Quoted text:
--- START ---
The film follows Johannes “Jojo” Betzler, a 10-year-old boy dedicated to Hitler’s Nazi regime. Jojo’s blind nationalism has led him to be so obsessed with the Third Reich that he envisions Hitler as an imaginary friend who guides him through his everyday life. The film gets its title from an incident where Jojo is unable to kill a rabbit in the Hitler Youth Camp. He becomes a target for bullying and receives the nickname “Jojo Rabbit.” Imaginary Hitler tells him that rabbits can “outwit all of their enemies,” leading Jojo to try to impress the camp by running out into the middle of a field with a grenade. Disaster ensues, of course, leaving Jojo injured with a facial scar. The accident crushes Jojo’s dream of ever fighting for Germany. Shortly after his accident, Jojo discovers his mother, Rosie (Scarlett Johansson), is hiding a Jewish girl named Elsa (Thomasin McKenzie) in their home. This revelation threatens to turn Jojo’s entire belief system upside down.
--- END ---
Data excerpts:
--- START ---
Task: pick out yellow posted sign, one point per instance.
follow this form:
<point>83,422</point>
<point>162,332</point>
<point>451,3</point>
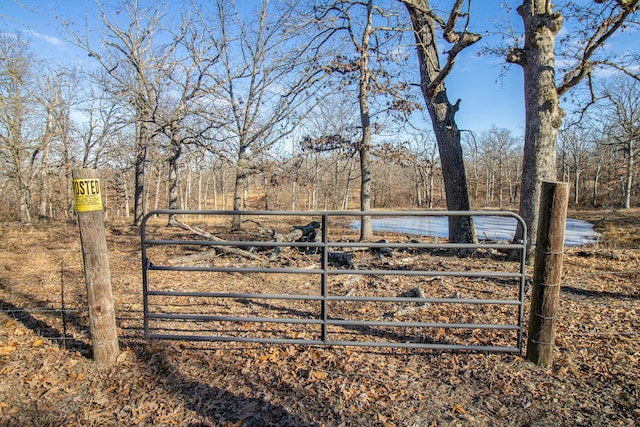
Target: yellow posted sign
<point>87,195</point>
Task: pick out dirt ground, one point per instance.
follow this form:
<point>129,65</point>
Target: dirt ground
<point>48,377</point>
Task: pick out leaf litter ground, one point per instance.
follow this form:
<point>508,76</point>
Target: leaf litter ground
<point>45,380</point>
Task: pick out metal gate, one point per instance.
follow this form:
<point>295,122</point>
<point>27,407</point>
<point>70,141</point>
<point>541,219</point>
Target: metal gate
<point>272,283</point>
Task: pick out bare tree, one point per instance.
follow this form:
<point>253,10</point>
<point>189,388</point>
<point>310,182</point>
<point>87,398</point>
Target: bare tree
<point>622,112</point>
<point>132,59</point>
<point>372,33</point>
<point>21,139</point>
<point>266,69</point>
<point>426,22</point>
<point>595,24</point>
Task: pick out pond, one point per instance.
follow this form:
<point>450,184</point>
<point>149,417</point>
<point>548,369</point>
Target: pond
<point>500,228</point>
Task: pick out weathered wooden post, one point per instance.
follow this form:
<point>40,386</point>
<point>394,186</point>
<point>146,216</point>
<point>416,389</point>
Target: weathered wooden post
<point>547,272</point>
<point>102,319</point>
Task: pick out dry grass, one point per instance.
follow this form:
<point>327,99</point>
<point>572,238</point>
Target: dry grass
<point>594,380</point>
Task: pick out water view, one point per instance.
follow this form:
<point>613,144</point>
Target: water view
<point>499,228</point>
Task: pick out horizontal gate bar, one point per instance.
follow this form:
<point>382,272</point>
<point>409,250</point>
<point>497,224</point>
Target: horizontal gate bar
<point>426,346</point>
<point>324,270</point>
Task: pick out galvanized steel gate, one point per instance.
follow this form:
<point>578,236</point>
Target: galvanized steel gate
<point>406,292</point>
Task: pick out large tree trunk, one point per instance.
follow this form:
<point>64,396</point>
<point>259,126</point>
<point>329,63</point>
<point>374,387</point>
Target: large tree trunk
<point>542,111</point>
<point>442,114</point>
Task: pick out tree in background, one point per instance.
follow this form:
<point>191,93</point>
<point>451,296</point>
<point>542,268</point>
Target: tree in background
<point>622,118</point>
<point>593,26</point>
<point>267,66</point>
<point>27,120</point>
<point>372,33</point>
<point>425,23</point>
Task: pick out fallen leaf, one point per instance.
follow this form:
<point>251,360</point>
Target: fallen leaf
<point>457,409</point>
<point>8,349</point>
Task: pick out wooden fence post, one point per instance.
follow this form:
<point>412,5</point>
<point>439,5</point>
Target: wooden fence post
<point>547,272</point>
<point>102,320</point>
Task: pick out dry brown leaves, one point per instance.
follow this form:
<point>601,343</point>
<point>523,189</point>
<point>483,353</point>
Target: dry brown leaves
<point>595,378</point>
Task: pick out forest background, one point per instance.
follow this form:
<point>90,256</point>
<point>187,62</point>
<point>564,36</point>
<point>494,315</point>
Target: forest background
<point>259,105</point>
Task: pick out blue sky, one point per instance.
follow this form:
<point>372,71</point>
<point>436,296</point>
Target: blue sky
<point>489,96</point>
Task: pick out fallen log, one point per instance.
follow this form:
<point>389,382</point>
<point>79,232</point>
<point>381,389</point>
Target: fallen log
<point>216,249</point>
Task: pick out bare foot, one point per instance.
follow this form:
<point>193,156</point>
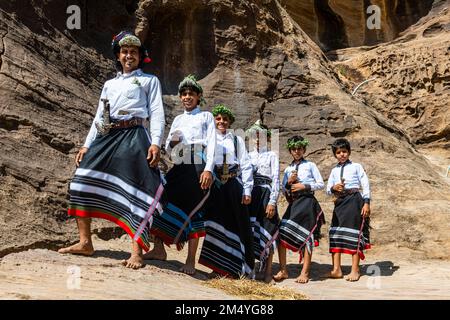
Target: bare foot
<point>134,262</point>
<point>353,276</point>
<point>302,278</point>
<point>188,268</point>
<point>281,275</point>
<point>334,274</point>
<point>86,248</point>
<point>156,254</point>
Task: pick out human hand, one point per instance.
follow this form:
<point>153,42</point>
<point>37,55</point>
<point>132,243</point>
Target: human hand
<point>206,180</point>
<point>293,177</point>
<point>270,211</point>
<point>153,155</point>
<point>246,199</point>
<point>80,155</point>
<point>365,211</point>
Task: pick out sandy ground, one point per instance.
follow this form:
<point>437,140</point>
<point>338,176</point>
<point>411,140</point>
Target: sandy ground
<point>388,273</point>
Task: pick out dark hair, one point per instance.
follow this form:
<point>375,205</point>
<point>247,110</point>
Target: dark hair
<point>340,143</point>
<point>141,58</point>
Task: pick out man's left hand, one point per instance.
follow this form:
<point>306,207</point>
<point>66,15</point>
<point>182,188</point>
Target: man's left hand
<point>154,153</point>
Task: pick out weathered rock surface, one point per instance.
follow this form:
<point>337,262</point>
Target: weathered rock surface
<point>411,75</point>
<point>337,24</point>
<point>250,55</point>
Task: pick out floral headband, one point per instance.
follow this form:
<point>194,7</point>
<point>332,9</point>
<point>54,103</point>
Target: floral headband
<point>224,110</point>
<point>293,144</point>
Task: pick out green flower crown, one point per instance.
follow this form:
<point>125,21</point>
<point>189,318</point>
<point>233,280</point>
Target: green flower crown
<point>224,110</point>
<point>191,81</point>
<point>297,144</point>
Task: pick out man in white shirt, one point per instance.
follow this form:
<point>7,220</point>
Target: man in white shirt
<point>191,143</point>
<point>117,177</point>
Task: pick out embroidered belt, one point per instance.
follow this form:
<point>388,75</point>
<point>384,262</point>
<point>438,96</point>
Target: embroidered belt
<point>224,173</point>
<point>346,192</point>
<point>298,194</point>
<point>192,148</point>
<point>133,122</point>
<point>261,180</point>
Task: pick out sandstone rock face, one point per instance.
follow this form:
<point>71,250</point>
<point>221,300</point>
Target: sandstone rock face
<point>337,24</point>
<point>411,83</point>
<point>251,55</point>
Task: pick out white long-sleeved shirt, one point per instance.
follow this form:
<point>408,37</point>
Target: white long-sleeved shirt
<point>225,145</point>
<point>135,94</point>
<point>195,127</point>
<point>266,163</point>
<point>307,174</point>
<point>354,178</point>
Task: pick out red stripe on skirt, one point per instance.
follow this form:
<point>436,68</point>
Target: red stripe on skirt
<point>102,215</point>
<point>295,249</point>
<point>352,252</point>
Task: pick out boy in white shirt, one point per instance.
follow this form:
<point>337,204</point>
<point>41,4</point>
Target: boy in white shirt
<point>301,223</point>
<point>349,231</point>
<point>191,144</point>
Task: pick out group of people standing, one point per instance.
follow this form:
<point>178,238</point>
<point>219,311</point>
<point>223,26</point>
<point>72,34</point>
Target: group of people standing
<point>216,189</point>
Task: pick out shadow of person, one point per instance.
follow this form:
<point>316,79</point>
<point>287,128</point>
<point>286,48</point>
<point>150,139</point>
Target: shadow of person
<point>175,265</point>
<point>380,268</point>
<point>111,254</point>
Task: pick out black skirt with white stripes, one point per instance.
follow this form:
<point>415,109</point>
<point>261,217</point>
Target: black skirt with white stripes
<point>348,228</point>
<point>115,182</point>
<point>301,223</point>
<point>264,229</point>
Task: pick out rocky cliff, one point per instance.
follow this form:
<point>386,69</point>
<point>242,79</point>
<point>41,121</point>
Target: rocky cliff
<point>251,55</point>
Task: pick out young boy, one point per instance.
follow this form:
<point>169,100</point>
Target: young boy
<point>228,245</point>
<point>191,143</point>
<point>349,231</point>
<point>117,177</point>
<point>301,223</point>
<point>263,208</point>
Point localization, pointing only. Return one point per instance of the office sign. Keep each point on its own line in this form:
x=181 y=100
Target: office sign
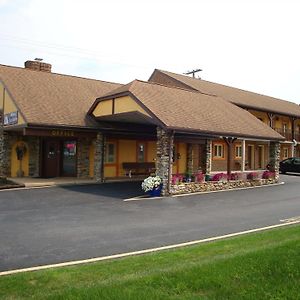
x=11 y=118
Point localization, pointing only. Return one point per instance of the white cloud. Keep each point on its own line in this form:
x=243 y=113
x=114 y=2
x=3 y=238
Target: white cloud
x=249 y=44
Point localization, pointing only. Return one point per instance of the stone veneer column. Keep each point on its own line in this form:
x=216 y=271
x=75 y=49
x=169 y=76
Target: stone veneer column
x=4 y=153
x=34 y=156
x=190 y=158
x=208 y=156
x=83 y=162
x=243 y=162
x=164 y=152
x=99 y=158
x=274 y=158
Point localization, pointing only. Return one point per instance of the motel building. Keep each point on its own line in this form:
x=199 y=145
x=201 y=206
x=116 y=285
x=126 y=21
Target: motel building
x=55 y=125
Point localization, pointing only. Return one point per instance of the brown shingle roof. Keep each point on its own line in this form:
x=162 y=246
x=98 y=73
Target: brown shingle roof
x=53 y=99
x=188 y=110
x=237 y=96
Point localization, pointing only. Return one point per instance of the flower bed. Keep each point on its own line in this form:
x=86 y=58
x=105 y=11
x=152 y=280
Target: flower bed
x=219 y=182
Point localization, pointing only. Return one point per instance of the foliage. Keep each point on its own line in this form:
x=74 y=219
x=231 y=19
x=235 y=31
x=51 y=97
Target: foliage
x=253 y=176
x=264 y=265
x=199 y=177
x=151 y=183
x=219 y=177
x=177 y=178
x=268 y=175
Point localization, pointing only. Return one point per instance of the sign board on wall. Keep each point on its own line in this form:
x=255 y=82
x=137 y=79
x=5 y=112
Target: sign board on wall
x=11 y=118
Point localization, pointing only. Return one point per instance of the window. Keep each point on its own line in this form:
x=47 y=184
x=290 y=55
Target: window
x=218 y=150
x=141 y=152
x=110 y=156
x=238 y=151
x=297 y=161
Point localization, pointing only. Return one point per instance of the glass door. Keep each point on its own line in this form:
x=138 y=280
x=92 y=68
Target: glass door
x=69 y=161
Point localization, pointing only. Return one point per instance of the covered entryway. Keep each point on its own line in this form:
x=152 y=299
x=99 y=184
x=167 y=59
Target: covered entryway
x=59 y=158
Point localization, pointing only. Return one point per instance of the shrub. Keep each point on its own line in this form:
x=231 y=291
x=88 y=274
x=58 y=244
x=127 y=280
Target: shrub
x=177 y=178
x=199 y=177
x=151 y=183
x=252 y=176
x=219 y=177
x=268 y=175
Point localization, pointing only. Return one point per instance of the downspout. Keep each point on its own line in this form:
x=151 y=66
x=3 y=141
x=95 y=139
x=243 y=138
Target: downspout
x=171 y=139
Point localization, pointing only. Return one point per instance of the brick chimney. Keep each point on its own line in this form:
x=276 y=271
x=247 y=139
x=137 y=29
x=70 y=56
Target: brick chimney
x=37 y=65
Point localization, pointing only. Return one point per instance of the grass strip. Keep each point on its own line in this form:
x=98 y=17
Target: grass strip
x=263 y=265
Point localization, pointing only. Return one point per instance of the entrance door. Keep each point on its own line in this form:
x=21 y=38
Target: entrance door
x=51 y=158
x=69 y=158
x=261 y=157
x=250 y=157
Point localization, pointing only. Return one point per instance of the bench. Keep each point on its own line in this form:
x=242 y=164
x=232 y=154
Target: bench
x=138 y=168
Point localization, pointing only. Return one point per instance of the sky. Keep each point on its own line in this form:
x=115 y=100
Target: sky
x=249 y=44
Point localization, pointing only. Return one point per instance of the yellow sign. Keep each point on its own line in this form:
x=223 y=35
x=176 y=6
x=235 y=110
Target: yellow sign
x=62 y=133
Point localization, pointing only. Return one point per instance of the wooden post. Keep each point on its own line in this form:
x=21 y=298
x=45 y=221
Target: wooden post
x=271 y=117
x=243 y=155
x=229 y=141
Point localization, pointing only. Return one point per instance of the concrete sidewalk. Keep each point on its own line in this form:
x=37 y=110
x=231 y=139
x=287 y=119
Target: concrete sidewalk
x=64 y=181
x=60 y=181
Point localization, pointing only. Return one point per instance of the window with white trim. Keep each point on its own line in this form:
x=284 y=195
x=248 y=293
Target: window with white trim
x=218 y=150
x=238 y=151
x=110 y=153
--- END ---
What is being asked: Reproduce the Jojo Rabbit plot summary above in full, word for word.

Full answer:
The film follows Johannes “Jojo” Betzler, a 10-year-old boy dedicated to Hitler’s Nazi regime. Jojo’s blind nationalism has led him to be so obsessed with the Third Reich that he envisions Hitler as an imaginary friend who guides him through his everyday life. The film gets its title from an incident where Jojo is unable to kill a rabbit in the Hitler Youth Camp. He becomes a target for bullying and receives the nickname “Jojo Rabbit.” Imaginary Hitler tells him that rabbits can “outwit all of their enemies,” leading Jojo to try to impress the camp by running out into the middle of a field with a grenade. Disaster ensues, of course, leaving Jojo injured with a facial scar. The accident crushes Jojo’s dream of ever fighting for Germany. Shortly after his accident, Jojo discovers his mother, Rosie (Scarlett Johansson), is hiding a Jewish girl named Elsa (Thomasin McKenzie) in their home. This revelation threatens to turn Jojo’s entire belief system upside down.